### Work to be completed
Would you please output the lines from the one holding "In this photo, each instance of the curtain" to the end of the entries, exactly and with no others?

(Region pointing data)
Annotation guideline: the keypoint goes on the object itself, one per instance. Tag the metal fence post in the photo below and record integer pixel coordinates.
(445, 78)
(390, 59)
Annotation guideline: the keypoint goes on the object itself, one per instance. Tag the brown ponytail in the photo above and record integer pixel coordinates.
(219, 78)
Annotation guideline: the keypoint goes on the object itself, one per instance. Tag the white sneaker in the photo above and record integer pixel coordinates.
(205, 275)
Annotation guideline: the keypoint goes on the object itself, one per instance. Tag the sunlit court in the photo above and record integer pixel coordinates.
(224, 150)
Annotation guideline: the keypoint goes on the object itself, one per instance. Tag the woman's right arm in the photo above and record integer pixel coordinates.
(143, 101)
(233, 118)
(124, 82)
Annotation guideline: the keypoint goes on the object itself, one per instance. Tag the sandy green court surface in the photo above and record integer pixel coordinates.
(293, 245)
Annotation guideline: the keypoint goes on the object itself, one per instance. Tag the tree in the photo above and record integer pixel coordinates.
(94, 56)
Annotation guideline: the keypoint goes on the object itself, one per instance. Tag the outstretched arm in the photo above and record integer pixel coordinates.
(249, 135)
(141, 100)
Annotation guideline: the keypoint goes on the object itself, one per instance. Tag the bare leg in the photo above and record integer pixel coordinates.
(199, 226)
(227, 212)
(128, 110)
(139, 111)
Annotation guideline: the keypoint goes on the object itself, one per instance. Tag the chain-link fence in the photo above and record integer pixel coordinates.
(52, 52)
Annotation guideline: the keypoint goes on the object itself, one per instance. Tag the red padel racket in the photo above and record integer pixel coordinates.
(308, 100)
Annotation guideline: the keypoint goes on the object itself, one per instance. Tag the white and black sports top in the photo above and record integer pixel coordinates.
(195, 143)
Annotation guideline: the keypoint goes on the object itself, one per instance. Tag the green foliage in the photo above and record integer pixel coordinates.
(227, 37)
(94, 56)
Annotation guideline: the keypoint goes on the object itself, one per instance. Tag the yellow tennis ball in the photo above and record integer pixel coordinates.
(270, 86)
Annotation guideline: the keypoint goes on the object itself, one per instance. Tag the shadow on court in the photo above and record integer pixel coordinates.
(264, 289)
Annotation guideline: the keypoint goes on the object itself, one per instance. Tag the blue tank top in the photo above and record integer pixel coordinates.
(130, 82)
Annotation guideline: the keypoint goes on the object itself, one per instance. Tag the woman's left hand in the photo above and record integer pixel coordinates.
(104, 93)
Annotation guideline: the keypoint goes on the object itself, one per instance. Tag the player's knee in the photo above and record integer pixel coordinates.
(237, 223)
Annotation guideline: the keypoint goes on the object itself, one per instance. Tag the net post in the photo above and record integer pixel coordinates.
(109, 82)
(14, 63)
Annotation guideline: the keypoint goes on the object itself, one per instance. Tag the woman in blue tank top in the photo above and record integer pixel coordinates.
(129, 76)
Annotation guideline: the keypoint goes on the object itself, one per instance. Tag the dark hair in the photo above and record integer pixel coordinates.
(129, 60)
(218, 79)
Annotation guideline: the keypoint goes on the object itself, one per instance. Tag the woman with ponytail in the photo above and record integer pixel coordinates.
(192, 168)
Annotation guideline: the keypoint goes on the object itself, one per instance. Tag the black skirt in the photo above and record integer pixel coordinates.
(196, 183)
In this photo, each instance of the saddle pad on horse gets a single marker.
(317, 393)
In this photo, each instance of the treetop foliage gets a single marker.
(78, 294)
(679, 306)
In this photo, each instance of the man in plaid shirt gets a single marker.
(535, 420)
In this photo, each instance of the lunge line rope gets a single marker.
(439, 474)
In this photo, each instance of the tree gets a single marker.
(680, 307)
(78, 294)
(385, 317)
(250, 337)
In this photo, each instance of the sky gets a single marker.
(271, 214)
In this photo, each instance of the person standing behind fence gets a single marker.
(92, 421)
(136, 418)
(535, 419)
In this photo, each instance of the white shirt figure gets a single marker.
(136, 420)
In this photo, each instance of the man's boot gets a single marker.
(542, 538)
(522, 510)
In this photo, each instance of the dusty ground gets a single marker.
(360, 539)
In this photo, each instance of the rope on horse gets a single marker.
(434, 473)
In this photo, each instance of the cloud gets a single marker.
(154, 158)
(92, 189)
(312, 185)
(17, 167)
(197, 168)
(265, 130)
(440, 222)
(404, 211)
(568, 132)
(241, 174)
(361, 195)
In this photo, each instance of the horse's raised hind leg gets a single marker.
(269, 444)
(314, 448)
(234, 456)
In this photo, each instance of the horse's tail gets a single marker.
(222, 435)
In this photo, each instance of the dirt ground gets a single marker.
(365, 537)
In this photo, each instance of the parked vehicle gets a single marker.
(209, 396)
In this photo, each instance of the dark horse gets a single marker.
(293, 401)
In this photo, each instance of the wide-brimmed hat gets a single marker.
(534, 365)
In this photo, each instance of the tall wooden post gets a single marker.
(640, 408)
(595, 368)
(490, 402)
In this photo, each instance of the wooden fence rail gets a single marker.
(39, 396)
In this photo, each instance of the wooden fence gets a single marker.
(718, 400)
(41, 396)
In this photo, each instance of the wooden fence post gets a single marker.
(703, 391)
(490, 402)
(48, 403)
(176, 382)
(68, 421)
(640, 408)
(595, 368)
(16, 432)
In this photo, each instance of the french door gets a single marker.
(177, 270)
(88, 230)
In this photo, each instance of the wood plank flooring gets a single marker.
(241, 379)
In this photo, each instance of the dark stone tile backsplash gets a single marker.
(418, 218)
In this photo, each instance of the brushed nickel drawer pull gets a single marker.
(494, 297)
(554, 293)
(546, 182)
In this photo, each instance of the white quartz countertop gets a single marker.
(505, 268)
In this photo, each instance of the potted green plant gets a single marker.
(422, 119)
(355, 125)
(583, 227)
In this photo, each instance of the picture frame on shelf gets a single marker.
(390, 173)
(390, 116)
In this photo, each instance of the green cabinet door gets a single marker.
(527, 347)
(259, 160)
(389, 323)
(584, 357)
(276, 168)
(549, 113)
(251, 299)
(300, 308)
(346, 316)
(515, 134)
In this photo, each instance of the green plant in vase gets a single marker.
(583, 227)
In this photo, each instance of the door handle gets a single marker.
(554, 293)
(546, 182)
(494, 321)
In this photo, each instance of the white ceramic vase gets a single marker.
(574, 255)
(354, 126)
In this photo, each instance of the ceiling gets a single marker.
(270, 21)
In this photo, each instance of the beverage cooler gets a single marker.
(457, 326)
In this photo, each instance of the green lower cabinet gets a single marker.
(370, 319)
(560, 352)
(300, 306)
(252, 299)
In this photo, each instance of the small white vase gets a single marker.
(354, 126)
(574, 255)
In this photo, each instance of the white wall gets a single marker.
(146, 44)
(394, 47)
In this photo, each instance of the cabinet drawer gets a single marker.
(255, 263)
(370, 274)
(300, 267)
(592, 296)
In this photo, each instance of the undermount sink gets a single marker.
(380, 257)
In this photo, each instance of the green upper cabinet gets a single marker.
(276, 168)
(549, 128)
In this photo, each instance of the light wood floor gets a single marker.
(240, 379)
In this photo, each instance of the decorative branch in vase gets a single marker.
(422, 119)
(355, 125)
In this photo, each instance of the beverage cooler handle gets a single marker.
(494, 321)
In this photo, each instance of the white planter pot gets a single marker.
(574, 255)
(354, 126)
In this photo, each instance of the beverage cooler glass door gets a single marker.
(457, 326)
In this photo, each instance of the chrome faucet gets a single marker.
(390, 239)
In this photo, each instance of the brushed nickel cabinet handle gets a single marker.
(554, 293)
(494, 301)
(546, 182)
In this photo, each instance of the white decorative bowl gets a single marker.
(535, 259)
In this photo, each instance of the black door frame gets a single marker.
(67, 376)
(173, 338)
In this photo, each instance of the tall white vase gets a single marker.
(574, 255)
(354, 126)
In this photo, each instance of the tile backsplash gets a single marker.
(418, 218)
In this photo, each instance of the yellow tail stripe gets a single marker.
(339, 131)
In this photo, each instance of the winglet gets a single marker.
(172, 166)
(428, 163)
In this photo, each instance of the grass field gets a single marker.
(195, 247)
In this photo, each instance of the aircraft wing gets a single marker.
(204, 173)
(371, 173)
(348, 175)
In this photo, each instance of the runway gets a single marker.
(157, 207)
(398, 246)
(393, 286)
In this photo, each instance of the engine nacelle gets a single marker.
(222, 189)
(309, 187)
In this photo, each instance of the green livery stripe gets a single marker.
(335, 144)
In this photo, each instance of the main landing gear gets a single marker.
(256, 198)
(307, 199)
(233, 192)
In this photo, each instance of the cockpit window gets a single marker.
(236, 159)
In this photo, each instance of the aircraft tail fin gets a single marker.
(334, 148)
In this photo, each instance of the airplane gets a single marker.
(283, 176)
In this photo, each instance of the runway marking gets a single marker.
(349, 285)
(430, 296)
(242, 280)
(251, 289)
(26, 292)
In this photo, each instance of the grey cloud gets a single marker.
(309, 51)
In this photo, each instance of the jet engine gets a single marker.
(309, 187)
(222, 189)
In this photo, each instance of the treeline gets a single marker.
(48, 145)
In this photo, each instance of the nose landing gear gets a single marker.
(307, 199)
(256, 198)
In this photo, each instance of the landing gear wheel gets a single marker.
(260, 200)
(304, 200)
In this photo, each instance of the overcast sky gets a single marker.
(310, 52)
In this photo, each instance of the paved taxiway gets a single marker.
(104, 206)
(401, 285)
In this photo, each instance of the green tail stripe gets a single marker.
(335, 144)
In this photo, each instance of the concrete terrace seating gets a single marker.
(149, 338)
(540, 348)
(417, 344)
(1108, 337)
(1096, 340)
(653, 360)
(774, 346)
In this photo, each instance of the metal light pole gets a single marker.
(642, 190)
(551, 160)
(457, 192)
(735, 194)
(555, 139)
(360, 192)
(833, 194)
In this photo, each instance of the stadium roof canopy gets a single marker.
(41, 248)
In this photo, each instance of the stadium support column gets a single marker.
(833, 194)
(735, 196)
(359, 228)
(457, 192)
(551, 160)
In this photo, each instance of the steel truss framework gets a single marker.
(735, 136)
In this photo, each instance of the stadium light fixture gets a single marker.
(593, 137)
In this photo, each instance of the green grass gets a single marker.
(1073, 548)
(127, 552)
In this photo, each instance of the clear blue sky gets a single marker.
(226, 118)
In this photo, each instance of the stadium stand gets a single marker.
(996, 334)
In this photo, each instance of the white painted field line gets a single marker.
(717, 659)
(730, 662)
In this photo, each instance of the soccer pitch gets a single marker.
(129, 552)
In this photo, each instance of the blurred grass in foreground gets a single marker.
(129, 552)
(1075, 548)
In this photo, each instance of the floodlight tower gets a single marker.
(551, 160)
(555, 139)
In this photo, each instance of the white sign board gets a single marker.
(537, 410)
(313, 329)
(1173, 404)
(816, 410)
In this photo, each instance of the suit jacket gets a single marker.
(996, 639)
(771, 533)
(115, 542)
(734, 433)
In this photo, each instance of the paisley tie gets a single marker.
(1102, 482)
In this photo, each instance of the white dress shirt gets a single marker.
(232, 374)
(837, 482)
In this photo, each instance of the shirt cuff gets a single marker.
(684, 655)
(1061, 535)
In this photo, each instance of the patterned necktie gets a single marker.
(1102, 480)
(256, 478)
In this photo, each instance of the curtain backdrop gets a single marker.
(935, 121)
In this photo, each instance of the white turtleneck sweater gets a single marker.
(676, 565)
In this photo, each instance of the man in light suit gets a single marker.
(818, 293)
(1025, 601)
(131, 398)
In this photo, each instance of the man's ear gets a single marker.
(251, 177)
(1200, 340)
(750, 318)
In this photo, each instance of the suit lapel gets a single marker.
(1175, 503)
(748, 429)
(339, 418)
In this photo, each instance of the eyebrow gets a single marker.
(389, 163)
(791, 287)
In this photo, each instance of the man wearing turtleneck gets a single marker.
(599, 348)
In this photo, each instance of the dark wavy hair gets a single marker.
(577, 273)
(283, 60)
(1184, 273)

### Answer below
In this photo, each instance of the curtain backdrop gets a single marker.
(935, 121)
In this photo, each instance of the white turtleneck sweater gets a single marker.
(676, 565)
In this photo, each instance of the man in light suit gets a single marker.
(818, 293)
(1025, 601)
(131, 398)
In this photo, each instance of the man's ear gets a single marker.
(251, 177)
(1200, 340)
(750, 318)
In this photo, each instance of the suit lapel gets a single marker.
(1175, 503)
(748, 429)
(339, 418)
In this photo, each instance of the eyebrow gets a single marker.
(389, 163)
(791, 287)
In this photo, each instance of the man wearing turtleneck gets a single marker.
(599, 348)
In this photo, each instance of the dark wavy hair gets a single marker.
(577, 273)
(283, 60)
(1184, 273)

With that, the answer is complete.